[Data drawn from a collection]
###
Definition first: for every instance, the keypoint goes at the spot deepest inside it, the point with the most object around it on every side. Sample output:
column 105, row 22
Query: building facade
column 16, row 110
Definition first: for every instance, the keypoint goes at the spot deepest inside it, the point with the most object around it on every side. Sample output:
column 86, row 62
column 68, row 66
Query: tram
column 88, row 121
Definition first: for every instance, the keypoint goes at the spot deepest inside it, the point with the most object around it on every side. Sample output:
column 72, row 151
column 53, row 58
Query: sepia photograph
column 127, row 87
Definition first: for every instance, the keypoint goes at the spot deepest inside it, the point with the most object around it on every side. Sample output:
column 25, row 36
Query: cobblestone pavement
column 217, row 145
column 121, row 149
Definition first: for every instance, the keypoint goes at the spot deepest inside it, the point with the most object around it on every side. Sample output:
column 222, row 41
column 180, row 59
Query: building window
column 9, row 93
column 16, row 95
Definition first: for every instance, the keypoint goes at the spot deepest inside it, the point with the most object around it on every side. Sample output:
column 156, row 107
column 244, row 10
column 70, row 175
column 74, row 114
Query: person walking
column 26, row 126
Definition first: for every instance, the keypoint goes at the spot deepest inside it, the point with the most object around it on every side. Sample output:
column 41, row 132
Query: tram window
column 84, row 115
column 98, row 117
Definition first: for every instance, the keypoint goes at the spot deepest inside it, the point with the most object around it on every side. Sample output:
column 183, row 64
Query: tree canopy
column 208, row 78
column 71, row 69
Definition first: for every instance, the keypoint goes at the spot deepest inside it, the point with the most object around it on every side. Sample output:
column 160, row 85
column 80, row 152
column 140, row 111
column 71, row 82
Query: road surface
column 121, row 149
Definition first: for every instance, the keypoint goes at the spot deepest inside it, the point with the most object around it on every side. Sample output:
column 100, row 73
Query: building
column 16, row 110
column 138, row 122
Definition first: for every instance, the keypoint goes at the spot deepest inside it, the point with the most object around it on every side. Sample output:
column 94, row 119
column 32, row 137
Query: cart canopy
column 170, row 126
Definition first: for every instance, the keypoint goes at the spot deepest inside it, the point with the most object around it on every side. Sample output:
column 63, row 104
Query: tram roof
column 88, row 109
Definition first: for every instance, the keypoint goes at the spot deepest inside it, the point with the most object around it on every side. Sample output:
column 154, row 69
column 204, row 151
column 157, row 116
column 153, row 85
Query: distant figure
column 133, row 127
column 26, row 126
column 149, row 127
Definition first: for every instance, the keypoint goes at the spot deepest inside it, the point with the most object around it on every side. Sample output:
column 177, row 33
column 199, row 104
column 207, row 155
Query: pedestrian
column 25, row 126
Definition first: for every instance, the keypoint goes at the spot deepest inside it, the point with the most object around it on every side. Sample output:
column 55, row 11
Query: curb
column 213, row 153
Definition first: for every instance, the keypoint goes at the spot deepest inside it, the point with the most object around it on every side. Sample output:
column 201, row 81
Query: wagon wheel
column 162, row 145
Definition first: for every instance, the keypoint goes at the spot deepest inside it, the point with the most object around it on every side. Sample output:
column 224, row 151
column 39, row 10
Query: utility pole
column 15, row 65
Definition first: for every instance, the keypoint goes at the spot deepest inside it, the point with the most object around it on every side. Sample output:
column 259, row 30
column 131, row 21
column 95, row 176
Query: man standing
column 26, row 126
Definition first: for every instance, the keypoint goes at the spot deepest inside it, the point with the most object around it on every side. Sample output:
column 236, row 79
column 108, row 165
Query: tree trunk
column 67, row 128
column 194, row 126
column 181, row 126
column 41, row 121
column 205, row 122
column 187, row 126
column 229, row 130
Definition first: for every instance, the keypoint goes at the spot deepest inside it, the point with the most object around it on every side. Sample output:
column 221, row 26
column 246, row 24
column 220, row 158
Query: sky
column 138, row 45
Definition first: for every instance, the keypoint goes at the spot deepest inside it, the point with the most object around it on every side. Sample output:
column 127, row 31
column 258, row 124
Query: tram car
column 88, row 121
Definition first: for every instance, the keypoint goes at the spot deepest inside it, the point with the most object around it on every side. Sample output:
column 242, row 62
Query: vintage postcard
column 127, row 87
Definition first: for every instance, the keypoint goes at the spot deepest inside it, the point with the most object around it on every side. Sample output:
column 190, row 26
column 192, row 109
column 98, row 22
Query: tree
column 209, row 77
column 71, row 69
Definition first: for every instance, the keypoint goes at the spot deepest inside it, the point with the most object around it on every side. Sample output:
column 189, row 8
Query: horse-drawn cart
###
Task instructions -
Which lines of the items contain the string "window"? Report each such line in full, treating uppercase and lowercase as different.

Completed exercise -
Query: building window
Query: tram window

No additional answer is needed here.